#### [QUOTED TEXT]
Nice ML integration on FactSet

Steve, pretty sure I saw a demo where they handle leakage, or have ways to do it. DataRobot is very well funded and the real deal.

Jim, not sure we should aspire to “be better”. Just different , with a subset of the features for sure, and more useful and affordable for investors.

In other words our goal should be to add ML to our arsenal in a similar way that P123 is doing for mechanical, factor & rule based investing.

Marco,

I agree completely. I do think that XGBoost is a known thing and not really that complex. I do think you could duplicate what they do with with XGBoost (and add some additions methods). Especially if you focus on fundamentals. Or Steve could over at Colab. Or whatever direction is best with that. But getting XGBoost to produce good solid models with fundamental data from P123 can be done.

Jim

Marco,

This sounds interesting to me. Thank you for exploring ML options for P123.

Mark

Just to be clear, the In-Sample/Out-of-Sample example that they give didn’t handle leakage, but maybe there is an explanation of why not if I were to dig deeper. In any case, there are advantages to keeping the data on P123. That part I like. But surely there is a cost for Data Robot that has to be offloaded on to P123 subscribers. And that is probably where you will have a stumbling block.

I have aspirations that go beyond XGBoost. As I mentioned in another thread, I may want to look at creating an AI-based ranking system designer. Think of the possibility of designing RS’s based on least square error instead of the ranking buckets that we currently have. And also employ some of the anti-optimization techniques from XGBoost, just not decision-trees. In other words, I want to keep my options open for how to work with ML/AI and not get locked into a platform that does some stuff well.

Steve

Steve,

I think this is a small thing that FactSet can worry about. There was a portion of the video where the training data preceded the validation data (in time).

This is “causal” for sure. Clearly no look-ahead bias. I get that with a time-series they could do more. Exactly as you say.

I am all for you—over at Colab— fixing this to ensure there is no “data leakage” over at Colab. I understand the issue.

I know you can take care of this over at Colab. It is just a matter of where you slice the data. In fact, I think you have already addressed this.

Now if you and P123 can work on seamless downloads of data to Google Drive we can be up and running with one implementation of this by the weekend;-)

#### [DATA EXCERPT]
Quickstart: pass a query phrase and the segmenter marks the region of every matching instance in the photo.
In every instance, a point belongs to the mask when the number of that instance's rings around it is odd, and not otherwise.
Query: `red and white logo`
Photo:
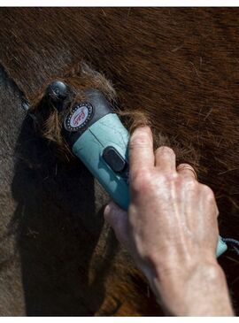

#### [PROBLEM TO SOLVE]
Answer these questions about the thread on ML integration on FactSet.
1. Which company does the thread call "very well funded and the real deal"?
2. What does Steve propose basing ranking system designs on instead of the current ranking buckets?
3. According to the final post, where should data be downloaded to?

#### [THE RESULT]
1. DataRobot
2. Least square error
3. Google Drive